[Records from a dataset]
========

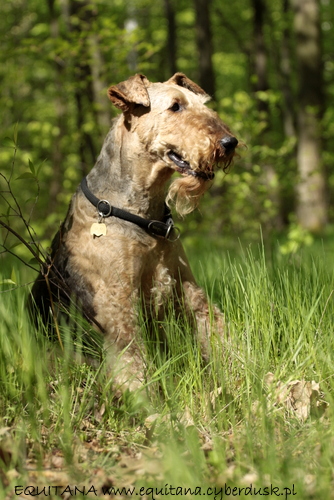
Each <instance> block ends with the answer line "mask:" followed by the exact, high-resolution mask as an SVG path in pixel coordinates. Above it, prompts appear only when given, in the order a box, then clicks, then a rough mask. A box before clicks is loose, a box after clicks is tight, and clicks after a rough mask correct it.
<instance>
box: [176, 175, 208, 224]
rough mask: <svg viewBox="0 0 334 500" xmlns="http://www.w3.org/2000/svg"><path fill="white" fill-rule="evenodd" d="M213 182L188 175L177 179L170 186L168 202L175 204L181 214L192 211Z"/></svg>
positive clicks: (177, 210) (193, 209)
mask: <svg viewBox="0 0 334 500" xmlns="http://www.w3.org/2000/svg"><path fill="white" fill-rule="evenodd" d="M210 185H211V182H209V181H207V180H205V179H200V178H198V177H193V176H190V175H189V176H187V177H179V178H177V179H175V180H174V181H173V182H172V184H171V185H170V187H169V190H168V193H167V197H166V203H167V205H168V206H170V205H171V204H174V205H175V209H176V211H177V213H178V214H179V215H181V216H184V215H187V214H189V213H190V212H192V211H193V210H194V209H195V208H196V207H197V206H198V203H199V200H200V198H201V196H202V195H203V194H204V193H205V192H206V191H207V190H208V188H209V187H210Z"/></svg>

========

Set down exactly the lines from the start of the records through the line containing "box: [176, 175, 208, 224]", both included, and omit the pictures.

- [Solution to this problem]:
Each <instance> block ends with the answer line "mask:" followed by the exact, high-resolution mask as an SVG path in pixel coordinates. Above it, prompts appear only when given, in the order a box, then clicks, then a rough mask. A box before clicks is loose, a box after clicks is tight, and clicks after a rough mask correct it.
<instance>
box: [176, 175, 208, 224]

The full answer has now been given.